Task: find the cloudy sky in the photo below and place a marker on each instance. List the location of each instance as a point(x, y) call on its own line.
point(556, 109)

==

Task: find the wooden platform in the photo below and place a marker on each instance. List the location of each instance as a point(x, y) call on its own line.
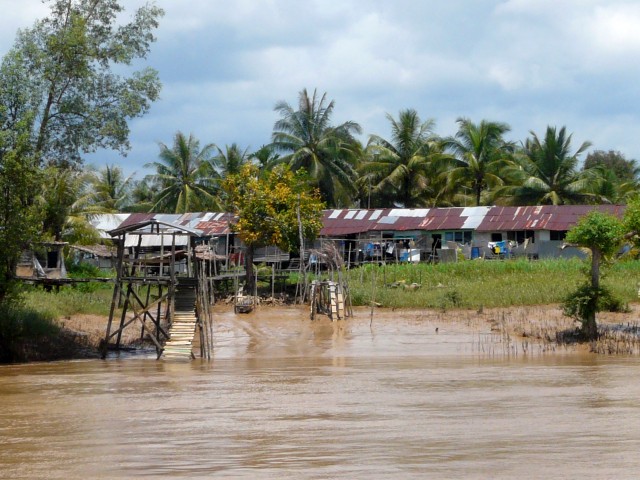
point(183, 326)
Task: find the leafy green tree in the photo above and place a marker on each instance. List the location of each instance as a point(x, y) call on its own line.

WORK TO COMPLETE »
For this exercise, please set down exactly the lines of the listing above from the line with "Task: find the wooden" up to and including the line with "Task: find the leafy", and no pictures.

SOLUTION TO THE PROBLEM »
Task: find the wooden platform in the photo below and place a marker on each instance. List the location of each instance as a point(x, y) call on its own line.
point(183, 326)
Task: find the leafy green tree in the photo above and place a marker on each instance. List the location of each instance as a point(x, y) call on its own line.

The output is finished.